====== Data shown ======

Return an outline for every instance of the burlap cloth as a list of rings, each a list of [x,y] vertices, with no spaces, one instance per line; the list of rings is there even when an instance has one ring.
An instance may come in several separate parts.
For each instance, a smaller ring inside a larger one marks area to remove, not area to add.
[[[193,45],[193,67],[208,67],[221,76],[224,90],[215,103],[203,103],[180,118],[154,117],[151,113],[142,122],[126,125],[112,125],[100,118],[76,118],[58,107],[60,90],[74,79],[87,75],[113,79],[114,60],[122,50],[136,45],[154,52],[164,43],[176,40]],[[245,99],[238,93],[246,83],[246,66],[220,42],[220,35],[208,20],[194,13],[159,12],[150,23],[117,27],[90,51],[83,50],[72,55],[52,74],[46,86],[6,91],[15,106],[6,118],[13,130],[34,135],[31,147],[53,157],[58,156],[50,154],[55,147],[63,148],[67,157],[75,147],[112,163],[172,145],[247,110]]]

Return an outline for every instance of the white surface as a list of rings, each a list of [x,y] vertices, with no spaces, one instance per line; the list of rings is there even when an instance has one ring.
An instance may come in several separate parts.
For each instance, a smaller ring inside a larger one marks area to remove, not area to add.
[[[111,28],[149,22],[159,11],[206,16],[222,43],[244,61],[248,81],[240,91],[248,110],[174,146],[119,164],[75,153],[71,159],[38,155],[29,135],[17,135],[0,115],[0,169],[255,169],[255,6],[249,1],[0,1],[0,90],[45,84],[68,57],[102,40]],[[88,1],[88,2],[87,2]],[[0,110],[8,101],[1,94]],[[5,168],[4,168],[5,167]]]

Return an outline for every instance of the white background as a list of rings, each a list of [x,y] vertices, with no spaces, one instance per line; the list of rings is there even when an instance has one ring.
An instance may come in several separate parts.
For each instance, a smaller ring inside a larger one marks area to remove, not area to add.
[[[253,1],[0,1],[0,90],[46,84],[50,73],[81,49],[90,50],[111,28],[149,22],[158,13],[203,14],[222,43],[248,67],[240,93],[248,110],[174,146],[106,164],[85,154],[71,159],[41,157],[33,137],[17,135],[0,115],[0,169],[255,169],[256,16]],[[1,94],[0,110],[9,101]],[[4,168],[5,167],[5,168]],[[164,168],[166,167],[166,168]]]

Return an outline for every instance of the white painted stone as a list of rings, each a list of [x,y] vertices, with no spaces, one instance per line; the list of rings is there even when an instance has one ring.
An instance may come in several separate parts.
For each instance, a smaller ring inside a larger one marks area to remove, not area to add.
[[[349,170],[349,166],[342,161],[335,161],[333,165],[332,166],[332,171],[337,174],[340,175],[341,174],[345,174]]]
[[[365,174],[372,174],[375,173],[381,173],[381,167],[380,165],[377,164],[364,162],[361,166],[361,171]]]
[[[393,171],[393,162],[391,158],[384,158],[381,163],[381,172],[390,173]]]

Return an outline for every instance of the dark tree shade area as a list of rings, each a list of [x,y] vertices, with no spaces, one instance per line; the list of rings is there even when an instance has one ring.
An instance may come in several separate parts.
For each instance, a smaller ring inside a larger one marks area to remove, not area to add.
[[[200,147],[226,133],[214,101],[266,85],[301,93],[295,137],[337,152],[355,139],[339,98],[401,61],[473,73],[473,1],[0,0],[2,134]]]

======

■ **What you are asked to do**:
Output all preceding records character for character.

■ **Worked solution**:
Return an outline for every instance of the burlap cloth as a list of rings, each a list of [x,y] vertices, with no spaces, one instance per line; the list of rings is there even when an instance has one ring.
An instance may come in several separate parts.
For each instance, a smaller ring inside a larger one marks area to remove, not area to add.
[[[193,45],[193,67],[208,67],[221,76],[224,90],[215,103],[203,103],[180,118],[154,117],[151,113],[142,122],[126,125],[112,125],[100,118],[76,118],[58,107],[60,90],[74,79],[87,75],[113,79],[114,60],[122,50],[136,45],[154,52],[164,43],[176,40]],[[245,99],[238,93],[246,83],[246,66],[220,42],[220,35],[208,20],[194,13],[159,12],[150,23],[117,27],[90,51],[83,50],[72,55],[52,74],[46,86],[6,91],[15,106],[6,118],[13,130],[34,135],[31,147],[53,157],[58,156],[50,154],[55,147],[63,148],[67,157],[75,147],[112,163],[172,145],[247,110]]]

Return an outline for every instance of the white surface as a list of rings, each a list of [x,y] vertices, with no spaces, one instance per line; the list of rings is there even when an instance has one ring.
An instance may come in several separate parts.
For each instance, a smaller ring inside a larger one marks area to remove, not area to add.
[[[111,28],[149,22],[159,11],[206,16],[222,43],[244,61],[248,81],[240,91],[248,110],[174,146],[119,164],[75,153],[71,159],[38,155],[29,135],[17,135],[0,115],[0,169],[255,169],[255,6],[249,1],[0,1],[0,90],[45,84],[68,57],[102,40]],[[88,1],[88,2],[87,2]],[[0,110],[8,101],[1,94]],[[5,168],[4,168],[5,167]]]

Return an outline for every instance of the white background as a list of rings, each a list of [x,y] vertices, with no spaces, one instance per line; the list of rings is there even when an instance has one ring.
An instance may come in several separate parts.
For each instance, a smaller ring inside a larger one marks area to remove, not area to add.
[[[253,1],[0,1],[0,90],[46,84],[50,73],[81,49],[90,50],[111,28],[149,22],[158,13],[203,14],[222,43],[248,67],[240,93],[248,110],[174,146],[106,164],[85,154],[71,159],[41,157],[33,137],[17,135],[0,115],[0,169],[255,169],[256,16]],[[1,94],[0,110],[9,101]],[[4,168],[5,167],[5,168]],[[164,168],[166,167],[166,168]]]

Return an outline for every instance of the white painted stone as a list of rings, each a list of [x,y] vertices, with no spaces, one instance per line; the list of rings is there even when an instance has one ring.
An instance may come in several separate parts.
For each instance, a smaller ring inside a larger one marks area to remove, not area to add.
[[[349,170],[349,166],[342,161],[335,161],[333,165],[332,166],[332,171],[337,174],[340,175],[341,174],[345,174]]]
[[[365,174],[372,174],[375,173],[381,173],[381,167],[380,165],[377,164],[364,162],[361,166],[361,171]]]
[[[393,171],[393,162],[391,158],[384,158],[381,163],[381,172],[390,173]]]

Return an outline for every instance of the dark tree shade area as a list of rings, each a list of [x,y] vertices, with no spaces, one instance per line; the list of rings is there even when an instance has one ring.
An instance may come in several separate parts.
For each instance, a smaller ring inside a larger one marks area to remove, not area to add.
[[[200,147],[226,133],[214,101],[266,85],[301,93],[295,137],[337,152],[355,139],[339,98],[401,61],[473,73],[473,1],[0,0],[2,134]]]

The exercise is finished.